> [Aim of the task]: Please copy out the data below word for word, starting at the line that contains "Where can you see the footballer" and stopping after the line that contains "point(407, 383)".

> [Input material]:
-=-=-
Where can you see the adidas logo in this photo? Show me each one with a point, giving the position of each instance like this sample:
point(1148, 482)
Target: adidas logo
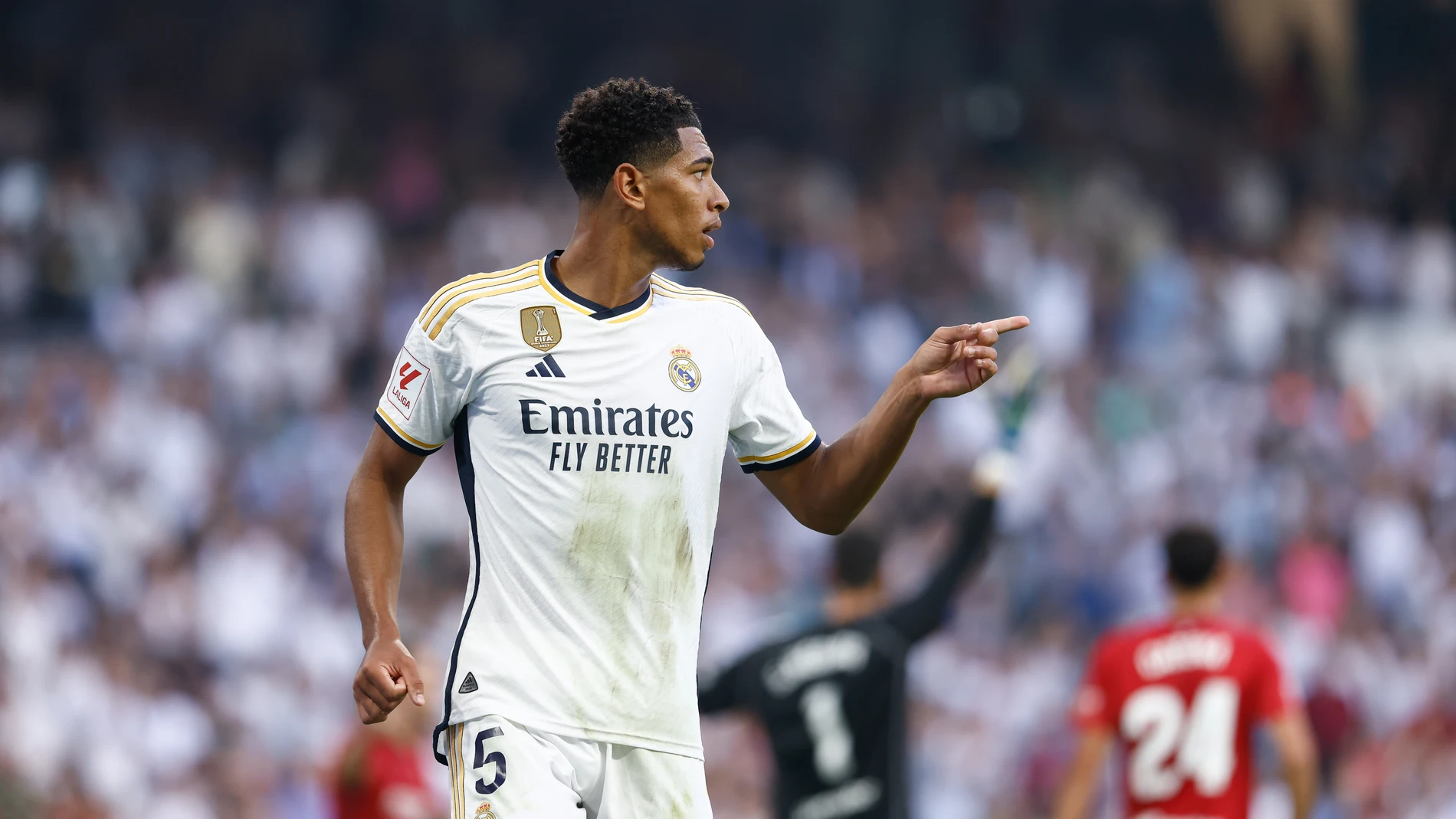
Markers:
-=-=-
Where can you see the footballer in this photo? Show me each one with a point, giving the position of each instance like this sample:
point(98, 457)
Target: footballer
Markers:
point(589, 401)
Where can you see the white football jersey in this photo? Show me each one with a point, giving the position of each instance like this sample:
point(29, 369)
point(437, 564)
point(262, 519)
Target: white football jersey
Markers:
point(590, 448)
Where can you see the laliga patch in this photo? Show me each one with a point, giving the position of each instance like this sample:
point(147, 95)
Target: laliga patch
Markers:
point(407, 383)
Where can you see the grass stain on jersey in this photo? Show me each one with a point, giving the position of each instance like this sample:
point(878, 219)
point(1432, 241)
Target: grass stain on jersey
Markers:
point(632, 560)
-=-=-
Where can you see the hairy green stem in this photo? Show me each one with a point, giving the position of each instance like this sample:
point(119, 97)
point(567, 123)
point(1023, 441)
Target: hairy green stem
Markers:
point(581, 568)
-=-=-
> [Final result]:
Where can you see the footballer in this photo? Show me each one with a point, giving the position of each instance like this sample:
point(98, 457)
Target: footballer
Markers:
point(589, 401)
Where can you see the white football jersey in this photo? Show me each one with a point, giving the position of each instance like this sample:
point(29, 369)
point(437, 564)
point(262, 519)
Target: white football jersey
Markers:
point(590, 448)
Where can you see the laliga patch in this photo? Show me each one with a point, giving the position of each instance like this sample:
point(147, 95)
Target: laliga patch
Markers:
point(407, 383)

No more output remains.